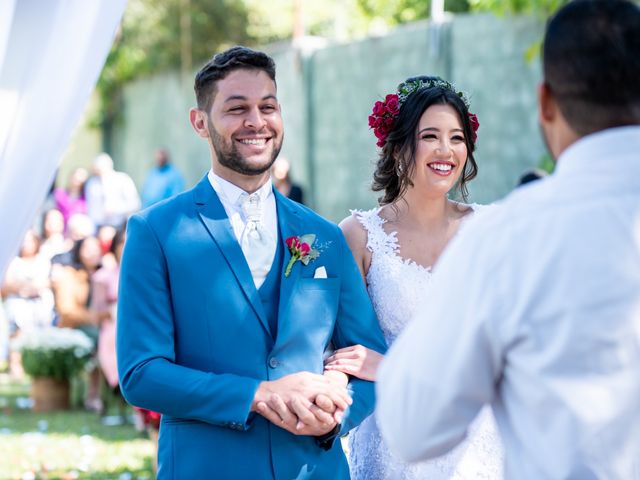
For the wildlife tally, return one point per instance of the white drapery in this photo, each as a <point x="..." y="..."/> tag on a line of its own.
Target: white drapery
<point x="51" y="53"/>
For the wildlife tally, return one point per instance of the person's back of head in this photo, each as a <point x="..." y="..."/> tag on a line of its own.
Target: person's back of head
<point x="235" y="58"/>
<point x="591" y="59"/>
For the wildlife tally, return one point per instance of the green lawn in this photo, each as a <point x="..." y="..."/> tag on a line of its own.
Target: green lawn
<point x="65" y="445"/>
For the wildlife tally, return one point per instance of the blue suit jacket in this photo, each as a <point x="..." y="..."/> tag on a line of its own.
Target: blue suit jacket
<point x="193" y="342"/>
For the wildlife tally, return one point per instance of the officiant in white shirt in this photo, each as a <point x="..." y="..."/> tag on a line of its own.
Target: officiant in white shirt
<point x="536" y="307"/>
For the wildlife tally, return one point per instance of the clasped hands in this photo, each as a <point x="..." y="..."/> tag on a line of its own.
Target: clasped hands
<point x="303" y="403"/>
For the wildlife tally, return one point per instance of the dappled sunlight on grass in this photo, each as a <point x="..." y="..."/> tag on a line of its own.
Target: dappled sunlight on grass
<point x="72" y="444"/>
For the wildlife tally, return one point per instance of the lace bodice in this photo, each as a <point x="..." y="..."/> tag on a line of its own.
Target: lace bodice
<point x="395" y="286"/>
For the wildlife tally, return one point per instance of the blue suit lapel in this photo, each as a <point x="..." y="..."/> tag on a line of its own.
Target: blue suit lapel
<point x="290" y="225"/>
<point x="215" y="220"/>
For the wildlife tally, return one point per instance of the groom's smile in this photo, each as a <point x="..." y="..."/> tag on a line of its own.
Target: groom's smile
<point x="244" y="123"/>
-*-
PROBLEM STATEMENT - Where a record above contains a picture, leave the picture out and transcribe everything else exactly.

YOUR SOLUTION -
For the wildlife tally, return one point per instance of the white drapery in this photo, each as a <point x="..." y="..."/> tag on a line of its own.
Target: white drapery
<point x="51" y="53"/>
For the wildlife tally, return one point per instance of the person's back of head in this photo, each as a <point x="..." y="..."/> tag on a line of its own.
Target: person's back of head
<point x="235" y="58"/>
<point x="591" y="59"/>
For the wildlife tally, return one point per instance of the green lawn in this photo, each as a <point x="..." y="..."/> tag on a line of its own.
Target: green lawn
<point x="65" y="445"/>
For the wildlife tally, return one point per instance of the blue suit jacket in this photo, each as a <point x="..." y="..."/> tag on a line of its own.
Target: blue suit jacket
<point x="193" y="342"/>
For the wildlife tally, return one point per instance of the officiant in white shirt in this photo, each as a <point x="..." y="..."/> tag on a line of its own.
Target: officiant in white shirt
<point x="536" y="307"/>
For the wildlife tally, return one point per instance of the clasped hands in this photo, each as a <point x="..." y="..."/> tag on a line of its own.
Target: clasped hands
<point x="303" y="403"/>
For the wildlife tally, return one point per instance of the dappled sunlight on grass in this photo, each as a <point x="..." y="..."/> tag on a line of its own.
Target: dappled sunlight on grass
<point x="72" y="444"/>
For the wildlife tally, return one point per instance of the lace bodice in this photo, each as a <point x="..." y="..."/> tag on a line of its own.
Target: lace bodice
<point x="395" y="286"/>
For the wildlife tally, return one point per instance of the blue suit lapel in this photo, each as a <point x="..." y="..."/> tag on a line of its own.
Target: blue suit lapel
<point x="290" y="225"/>
<point x="215" y="220"/>
For the wildlife tally, return one point per instance of the groom's smile in this photo, each as a <point x="..." y="..."/> tag on a line of its own.
Target: groom's smile
<point x="244" y="123"/>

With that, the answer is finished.